▶ [INPUT ROWS]
* * *

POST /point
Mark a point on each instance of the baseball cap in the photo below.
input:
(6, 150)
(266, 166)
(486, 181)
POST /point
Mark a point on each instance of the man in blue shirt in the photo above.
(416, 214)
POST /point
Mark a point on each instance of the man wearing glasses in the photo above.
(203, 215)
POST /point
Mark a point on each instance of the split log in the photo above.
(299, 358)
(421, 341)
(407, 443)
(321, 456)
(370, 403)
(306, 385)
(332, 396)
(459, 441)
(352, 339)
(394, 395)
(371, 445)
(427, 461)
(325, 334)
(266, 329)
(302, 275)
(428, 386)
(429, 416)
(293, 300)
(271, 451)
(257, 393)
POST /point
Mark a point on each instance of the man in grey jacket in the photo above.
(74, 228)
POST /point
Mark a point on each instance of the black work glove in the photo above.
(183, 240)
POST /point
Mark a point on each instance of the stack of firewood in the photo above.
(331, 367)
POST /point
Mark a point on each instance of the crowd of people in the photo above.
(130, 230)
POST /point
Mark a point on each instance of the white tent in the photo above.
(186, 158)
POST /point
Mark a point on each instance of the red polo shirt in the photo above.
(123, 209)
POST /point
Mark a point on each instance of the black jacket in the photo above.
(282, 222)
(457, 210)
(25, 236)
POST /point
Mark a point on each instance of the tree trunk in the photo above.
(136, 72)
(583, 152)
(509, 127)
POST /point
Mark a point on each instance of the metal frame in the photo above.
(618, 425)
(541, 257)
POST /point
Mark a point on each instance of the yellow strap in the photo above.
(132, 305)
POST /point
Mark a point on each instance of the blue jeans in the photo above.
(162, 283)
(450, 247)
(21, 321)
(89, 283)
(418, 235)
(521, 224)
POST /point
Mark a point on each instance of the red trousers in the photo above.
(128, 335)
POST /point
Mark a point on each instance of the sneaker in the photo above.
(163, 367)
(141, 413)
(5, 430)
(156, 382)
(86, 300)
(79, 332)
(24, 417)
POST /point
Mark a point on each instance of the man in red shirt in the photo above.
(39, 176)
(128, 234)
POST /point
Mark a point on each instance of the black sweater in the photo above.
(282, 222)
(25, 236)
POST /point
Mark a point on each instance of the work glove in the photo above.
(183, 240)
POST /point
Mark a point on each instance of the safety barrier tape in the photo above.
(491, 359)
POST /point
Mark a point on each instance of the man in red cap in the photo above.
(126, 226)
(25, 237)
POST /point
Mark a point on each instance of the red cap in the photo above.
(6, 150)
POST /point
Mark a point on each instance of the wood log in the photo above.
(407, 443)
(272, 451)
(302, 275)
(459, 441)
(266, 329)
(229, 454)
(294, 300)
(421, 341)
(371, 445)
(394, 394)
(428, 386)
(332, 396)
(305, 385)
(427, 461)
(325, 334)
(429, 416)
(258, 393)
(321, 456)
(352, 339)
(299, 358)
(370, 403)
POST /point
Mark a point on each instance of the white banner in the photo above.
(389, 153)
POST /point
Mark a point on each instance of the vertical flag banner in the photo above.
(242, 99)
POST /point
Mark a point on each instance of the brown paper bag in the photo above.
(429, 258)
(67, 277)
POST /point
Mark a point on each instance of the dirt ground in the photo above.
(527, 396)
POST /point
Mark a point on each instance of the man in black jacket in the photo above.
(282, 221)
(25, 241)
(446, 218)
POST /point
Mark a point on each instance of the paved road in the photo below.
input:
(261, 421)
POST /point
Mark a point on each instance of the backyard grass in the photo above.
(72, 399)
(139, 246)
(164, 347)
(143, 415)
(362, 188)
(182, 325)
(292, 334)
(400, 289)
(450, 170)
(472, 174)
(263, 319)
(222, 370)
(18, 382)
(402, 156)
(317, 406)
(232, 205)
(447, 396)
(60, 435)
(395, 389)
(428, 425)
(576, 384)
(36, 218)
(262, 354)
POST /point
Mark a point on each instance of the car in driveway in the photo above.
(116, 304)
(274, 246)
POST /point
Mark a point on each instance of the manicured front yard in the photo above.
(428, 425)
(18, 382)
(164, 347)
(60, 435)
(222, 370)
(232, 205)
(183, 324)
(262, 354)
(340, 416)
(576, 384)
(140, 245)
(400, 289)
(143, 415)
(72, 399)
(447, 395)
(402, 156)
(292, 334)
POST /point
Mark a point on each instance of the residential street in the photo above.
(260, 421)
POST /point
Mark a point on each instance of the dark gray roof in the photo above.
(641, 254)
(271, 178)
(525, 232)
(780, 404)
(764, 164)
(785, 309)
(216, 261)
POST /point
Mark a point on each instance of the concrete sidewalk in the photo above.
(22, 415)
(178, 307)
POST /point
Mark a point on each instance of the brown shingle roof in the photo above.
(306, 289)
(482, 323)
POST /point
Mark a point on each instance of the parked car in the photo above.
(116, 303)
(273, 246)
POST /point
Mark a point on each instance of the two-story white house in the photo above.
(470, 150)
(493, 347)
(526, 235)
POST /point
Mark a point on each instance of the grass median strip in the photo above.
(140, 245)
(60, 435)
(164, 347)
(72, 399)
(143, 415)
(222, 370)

* * *

Make an exact copy of the material above.

▶ [CORRECT RESPONSE]
POST /point
Mark a point on each instance of the baseball cap in the photo below.
input:
(6, 150)
(266, 166)
(486, 181)
POST /point
Mark a point on each instance of the man in blue shirt in the photo above.
(416, 214)
POST /point
Mark a point on each instance of the man wearing glasses in the photo above.
(203, 215)
POST /point
Mark a point on each instance of the split log in the photo above.
(299, 358)
(421, 341)
(407, 443)
(321, 456)
(370, 403)
(306, 385)
(332, 396)
(459, 441)
(352, 339)
(394, 395)
(371, 445)
(427, 461)
(325, 334)
(266, 329)
(302, 275)
(428, 386)
(429, 416)
(293, 300)
(271, 451)
(257, 393)
POST /point
Mark a point on each instance of the man in grey jacket in the photo above.
(74, 228)
POST /point
Mark a point on each instance of the black work glove in the photo above.
(183, 240)
POST /point
Mark a point on each instance of the stack of firewood in the photo above.
(331, 367)
POST /point
Mark a point on each instance of the crowd of people in the photo above.
(130, 230)
POST /point
Mark a point on each instance of the white tent in the photo above.
(186, 158)
POST /point
Mark a point on each instance of the red polo shirt in the photo above.
(123, 209)
POST /point
Mark a point on each instance of the black jacket in the photo above.
(282, 222)
(457, 210)
(25, 236)
POST /point
Mark a point on each instance of the tree trunk in the photo above.
(136, 72)
(583, 152)
(509, 127)
POST /point
Mark a point on each instance of the metal frame in the photo above.
(618, 425)
(541, 257)
POST /point
Mark a point on each instance of the yellow strap in the photo above.
(132, 305)
POST /point
Mark a point on each instance of the blue jeans in the photo above.
(162, 283)
(450, 247)
(21, 321)
(89, 283)
(418, 235)
(521, 224)
POST /point
Mark a point on each instance of the red trousers in the photo above.
(128, 335)
POST /point
Mark a point on each instance of the sneaker in the photo above.
(163, 367)
(141, 413)
(5, 430)
(156, 382)
(86, 300)
(79, 332)
(24, 417)
POST /point
Mark a point on each instance of the man in red shirt in the photo above.
(39, 176)
(128, 234)
POST /point
Mark a point on each instance of the black sweater in the photo above.
(282, 222)
(25, 236)
POST /point
Mark a point on each instance of the work glove in the photo above.
(183, 240)
POST /point
Mark a point on each instance of the safety barrier tape in the photo above.
(491, 359)
POST /point
Mark a point on each instance of the man in red cap in the photo above.
(126, 226)
(25, 237)
POST /point
Mark a point on each instance of the red cap in the photo above.
(6, 150)
POST /point
Mark a point on each instance of the wood log in the photo above.
(407, 443)
(272, 451)
(302, 275)
(459, 441)
(266, 329)
(229, 454)
(294, 300)
(421, 341)
(371, 445)
(394, 394)
(428, 386)
(332, 396)
(305, 385)
(427, 461)
(325, 334)
(429, 416)
(258, 393)
(321, 456)
(352, 339)
(299, 358)
(370, 403)
POST /point
Mark a point on each instance of the white banner in the photo above.
(389, 153)
POST /point
Mark a point on each instance of the vertical flag banner in the photo above.
(242, 99)
POST /point
Mark a point on each instance of the brown paper bag in the photo above.
(429, 258)
(67, 277)
POST /point
Mark a point on each instance of the dirt ground in the photo above.
(527, 396)
POST /point
Mark a point on each instance of the man in black jacket in the photo above.
(282, 221)
(25, 241)
(446, 218)
POST /point
Mark a point on each instance of the paved road in the photo below.
input:
(261, 421)
POST /point
Mark a point on each instance of the backyard grass in the photo above.
(72, 399)
(139, 246)
(164, 347)
(143, 415)
(362, 188)
(182, 325)
(292, 334)
(400, 289)
(450, 170)
(472, 174)
(263, 319)
(222, 370)
(18, 382)
(402, 156)
(317, 406)
(232, 205)
(447, 396)
(60, 435)
(395, 389)
(428, 425)
(576, 384)
(36, 218)
(262, 354)
POST /point
Mark a point on each instance of the car in driveway in the photo above.
(116, 304)
(274, 246)
POST /point
Mark a point on each instance of the manicured front yard in the photo above.
(428, 425)
(18, 382)
(164, 347)
(60, 435)
(222, 370)
(232, 205)
(183, 324)
(262, 354)
(340, 416)
(576, 384)
(140, 245)
(400, 289)
(143, 415)
(72, 399)
(447, 395)
(402, 156)
(292, 334)
POST /point
Mark a point on each instance of the residential street in the photo above.
(260, 421)
POST /point
Mark a point on each instance of the dark gray roof in the photo above.
(641, 254)
(271, 178)
(525, 232)
(780, 404)
(764, 164)
(785, 309)
(216, 261)
POST /point
Mark a point on each instance of the concrete sidewalk in the photo above.
(22, 415)
(178, 307)
POST /point
Mark a point on each instance of the brown shingle roof in the photo above.
(306, 289)
(482, 323)
POST /point
Mark a point on each instance of the parked car in the photo above.
(116, 303)
(273, 246)
POST /point
Mark a point on each instance of the two-story white house in the photo above.
(470, 150)
(493, 347)
(526, 235)
POST /point
Mark a point on each instance of the grass median strip in the photo above.
(140, 245)
(60, 435)
(164, 347)
(72, 399)
(143, 415)
(222, 370)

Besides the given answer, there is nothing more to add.